HOW TO COMPLETE THIS TASK
Continue the passage about the exhibition at Het Nieuwe Instituut, starting right after its last sentence.

TEXT UNDER STUDY
----
At Het Nieuwe Instituut, where the space is vast, the exhibition feels entirely different. Although Jo Taillieu’s design creates specific spaces and backgrounds for each of the installations, the fragments of Albini and Scarpa are diminished, their specificity and necessary relation to architectural space dissipated in the cavernous interior (as glimpsed in the background of the preceding image). But here, in contrast, the Smithsons’ work again resembles another kind of body within the shell of a great interior, much like it would have seemed to its original viewers in London.
----
PROVIDED INFORMATION
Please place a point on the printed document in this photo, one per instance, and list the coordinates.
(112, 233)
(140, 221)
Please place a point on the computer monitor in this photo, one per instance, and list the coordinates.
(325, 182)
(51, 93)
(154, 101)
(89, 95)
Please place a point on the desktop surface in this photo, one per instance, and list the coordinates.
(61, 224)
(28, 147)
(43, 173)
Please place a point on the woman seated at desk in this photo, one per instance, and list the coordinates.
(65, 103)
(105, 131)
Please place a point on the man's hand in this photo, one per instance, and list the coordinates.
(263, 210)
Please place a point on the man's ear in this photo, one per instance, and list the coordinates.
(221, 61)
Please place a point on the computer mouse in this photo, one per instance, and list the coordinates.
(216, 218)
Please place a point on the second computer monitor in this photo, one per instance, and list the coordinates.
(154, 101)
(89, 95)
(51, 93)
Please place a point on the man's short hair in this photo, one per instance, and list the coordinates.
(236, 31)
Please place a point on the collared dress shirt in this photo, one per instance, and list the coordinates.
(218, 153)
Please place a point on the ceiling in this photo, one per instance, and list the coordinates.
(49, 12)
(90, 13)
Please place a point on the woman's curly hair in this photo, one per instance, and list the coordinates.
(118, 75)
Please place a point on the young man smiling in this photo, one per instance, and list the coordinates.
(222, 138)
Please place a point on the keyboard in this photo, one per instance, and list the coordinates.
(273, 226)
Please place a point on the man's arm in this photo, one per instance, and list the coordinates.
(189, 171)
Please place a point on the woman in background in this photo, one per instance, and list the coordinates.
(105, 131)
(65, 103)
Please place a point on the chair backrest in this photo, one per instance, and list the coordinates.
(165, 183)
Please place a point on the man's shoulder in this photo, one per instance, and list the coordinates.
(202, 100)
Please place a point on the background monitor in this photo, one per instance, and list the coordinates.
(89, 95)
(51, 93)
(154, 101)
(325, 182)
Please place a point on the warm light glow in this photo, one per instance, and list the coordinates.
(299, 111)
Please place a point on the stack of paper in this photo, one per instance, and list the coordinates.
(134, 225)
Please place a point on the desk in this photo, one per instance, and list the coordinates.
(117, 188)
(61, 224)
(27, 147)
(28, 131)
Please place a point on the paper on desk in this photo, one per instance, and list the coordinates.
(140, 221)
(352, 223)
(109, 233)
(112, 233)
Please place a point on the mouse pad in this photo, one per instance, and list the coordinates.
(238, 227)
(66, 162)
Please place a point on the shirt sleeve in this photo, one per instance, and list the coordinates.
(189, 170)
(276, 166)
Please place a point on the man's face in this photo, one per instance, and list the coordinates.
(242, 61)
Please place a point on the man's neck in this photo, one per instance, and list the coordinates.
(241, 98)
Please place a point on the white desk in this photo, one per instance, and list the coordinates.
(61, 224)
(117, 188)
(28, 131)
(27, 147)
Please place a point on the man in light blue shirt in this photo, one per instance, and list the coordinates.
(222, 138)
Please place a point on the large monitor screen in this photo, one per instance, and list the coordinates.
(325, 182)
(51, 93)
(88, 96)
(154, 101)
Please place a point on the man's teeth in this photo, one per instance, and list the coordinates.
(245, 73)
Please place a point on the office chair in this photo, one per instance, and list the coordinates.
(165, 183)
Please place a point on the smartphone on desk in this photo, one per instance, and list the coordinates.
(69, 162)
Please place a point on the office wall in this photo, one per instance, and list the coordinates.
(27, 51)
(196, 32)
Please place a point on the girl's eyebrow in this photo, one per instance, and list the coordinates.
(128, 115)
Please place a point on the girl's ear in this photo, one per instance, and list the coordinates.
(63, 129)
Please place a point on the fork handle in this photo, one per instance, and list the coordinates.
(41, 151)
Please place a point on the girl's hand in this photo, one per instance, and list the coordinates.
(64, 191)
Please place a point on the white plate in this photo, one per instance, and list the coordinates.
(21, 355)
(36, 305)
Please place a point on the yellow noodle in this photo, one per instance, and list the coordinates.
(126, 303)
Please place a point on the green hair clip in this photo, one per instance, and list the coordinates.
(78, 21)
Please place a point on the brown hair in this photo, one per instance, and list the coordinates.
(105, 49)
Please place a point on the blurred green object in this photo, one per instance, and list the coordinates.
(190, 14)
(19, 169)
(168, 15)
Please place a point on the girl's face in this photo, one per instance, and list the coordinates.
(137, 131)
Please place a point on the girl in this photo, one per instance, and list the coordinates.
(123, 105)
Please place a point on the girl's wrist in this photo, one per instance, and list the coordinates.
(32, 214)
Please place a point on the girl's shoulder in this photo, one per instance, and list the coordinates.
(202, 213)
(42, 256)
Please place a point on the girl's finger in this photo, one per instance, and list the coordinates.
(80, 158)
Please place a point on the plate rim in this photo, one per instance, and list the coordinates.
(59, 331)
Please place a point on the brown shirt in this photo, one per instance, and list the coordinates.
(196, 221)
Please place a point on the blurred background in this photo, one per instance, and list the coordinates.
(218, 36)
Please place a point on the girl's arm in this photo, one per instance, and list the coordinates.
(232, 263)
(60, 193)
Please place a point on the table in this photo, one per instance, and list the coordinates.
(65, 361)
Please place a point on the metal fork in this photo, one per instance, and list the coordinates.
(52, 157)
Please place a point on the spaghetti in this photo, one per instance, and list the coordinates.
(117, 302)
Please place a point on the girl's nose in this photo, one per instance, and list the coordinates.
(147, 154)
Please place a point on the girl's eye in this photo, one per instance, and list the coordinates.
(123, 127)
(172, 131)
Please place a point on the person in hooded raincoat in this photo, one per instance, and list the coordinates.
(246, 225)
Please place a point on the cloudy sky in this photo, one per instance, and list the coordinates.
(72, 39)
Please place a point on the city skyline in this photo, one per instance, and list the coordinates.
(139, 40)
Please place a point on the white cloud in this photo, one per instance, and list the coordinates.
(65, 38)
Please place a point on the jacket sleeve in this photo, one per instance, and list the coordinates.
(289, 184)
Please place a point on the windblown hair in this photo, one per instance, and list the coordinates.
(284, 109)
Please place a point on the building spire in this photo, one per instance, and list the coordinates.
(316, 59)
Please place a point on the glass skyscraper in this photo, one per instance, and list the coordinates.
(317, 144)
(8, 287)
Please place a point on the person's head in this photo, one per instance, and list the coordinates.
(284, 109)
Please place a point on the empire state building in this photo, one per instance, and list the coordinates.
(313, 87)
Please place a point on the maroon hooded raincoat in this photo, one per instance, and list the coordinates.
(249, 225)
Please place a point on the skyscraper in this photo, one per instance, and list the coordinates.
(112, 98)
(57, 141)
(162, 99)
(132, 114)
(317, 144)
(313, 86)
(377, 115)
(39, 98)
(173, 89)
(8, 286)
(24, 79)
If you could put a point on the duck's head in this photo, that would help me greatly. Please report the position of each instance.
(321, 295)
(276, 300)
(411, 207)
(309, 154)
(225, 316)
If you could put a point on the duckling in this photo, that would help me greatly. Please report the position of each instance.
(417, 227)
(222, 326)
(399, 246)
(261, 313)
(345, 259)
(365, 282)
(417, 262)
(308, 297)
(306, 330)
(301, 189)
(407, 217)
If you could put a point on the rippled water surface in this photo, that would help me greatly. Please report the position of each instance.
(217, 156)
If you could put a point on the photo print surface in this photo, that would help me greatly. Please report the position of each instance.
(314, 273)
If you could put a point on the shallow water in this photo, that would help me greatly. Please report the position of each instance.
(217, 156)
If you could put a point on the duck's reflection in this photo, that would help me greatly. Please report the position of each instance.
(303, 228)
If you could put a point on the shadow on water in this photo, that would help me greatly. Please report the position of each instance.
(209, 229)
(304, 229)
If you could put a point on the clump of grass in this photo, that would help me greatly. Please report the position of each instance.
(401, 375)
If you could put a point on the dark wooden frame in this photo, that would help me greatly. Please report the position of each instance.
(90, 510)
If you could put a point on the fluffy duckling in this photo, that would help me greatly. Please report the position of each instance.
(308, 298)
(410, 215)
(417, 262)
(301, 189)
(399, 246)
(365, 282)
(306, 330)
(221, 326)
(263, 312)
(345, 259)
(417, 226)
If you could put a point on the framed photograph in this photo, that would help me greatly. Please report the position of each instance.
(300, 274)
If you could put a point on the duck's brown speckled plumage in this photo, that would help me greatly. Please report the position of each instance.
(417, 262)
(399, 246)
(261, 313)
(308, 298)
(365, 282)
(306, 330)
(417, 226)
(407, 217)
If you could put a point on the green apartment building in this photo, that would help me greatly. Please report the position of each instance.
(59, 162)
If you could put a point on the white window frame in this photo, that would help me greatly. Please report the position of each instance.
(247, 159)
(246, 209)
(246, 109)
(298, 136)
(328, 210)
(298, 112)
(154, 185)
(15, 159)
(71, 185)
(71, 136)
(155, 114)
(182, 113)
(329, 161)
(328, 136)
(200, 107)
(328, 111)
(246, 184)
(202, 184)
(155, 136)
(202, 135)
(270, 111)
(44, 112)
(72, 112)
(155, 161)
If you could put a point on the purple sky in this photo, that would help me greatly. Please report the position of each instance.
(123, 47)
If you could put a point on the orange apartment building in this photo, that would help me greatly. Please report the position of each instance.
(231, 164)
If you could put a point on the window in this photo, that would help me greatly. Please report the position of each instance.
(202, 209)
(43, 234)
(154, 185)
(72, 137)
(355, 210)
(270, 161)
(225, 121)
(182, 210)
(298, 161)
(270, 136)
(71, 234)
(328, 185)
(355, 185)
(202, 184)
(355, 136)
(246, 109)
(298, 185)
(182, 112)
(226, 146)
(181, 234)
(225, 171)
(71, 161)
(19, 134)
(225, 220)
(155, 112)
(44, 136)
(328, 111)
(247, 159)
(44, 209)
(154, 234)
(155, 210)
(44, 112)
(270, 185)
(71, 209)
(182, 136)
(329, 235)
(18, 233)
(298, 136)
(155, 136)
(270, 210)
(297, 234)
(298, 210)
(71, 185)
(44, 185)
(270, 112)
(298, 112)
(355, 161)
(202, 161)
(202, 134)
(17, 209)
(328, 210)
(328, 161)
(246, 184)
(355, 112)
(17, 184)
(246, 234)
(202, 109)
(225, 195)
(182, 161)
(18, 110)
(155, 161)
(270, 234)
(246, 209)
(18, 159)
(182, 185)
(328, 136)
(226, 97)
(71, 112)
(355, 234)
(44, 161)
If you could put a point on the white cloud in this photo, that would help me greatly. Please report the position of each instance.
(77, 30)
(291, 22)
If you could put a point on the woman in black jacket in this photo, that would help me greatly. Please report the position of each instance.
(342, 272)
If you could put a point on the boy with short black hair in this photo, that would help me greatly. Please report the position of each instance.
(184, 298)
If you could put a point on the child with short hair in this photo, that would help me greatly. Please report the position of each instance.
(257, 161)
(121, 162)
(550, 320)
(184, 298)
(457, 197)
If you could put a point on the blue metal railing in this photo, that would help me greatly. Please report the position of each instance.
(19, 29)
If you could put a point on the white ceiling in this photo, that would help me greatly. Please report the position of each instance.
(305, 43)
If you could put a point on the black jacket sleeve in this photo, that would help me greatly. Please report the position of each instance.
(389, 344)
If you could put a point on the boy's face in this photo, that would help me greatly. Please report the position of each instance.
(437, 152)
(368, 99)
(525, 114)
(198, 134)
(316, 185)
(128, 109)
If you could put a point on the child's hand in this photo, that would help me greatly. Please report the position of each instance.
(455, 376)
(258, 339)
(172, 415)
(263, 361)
----
RESULT OF THE TASK
At both venues one restaging, that of Lina Bo Bardi’s installation of paintings for MASP, transcended the difficulties of recreating displays from (and for) elsewhere. Bo Bardi’s assembly of paintings, on glass ‘easels’ set in concrete footings, rejected all orthodoxies: the paintings – mostly portraits – all face the viewer as they enter the room, resembling a crowd through which the museum-goers move, visible to each other. As viewers and objects share the same space and time, the museum becomes not a mausoleum but a place of life – a public space, within which attention is not reverent but political. It is to the credit of ‘Art on Display’, in both its iterations, that it reminds us how the specific conditions for looking at art can – and in the post-war period, often did – foster engagement and grant the viewer agency.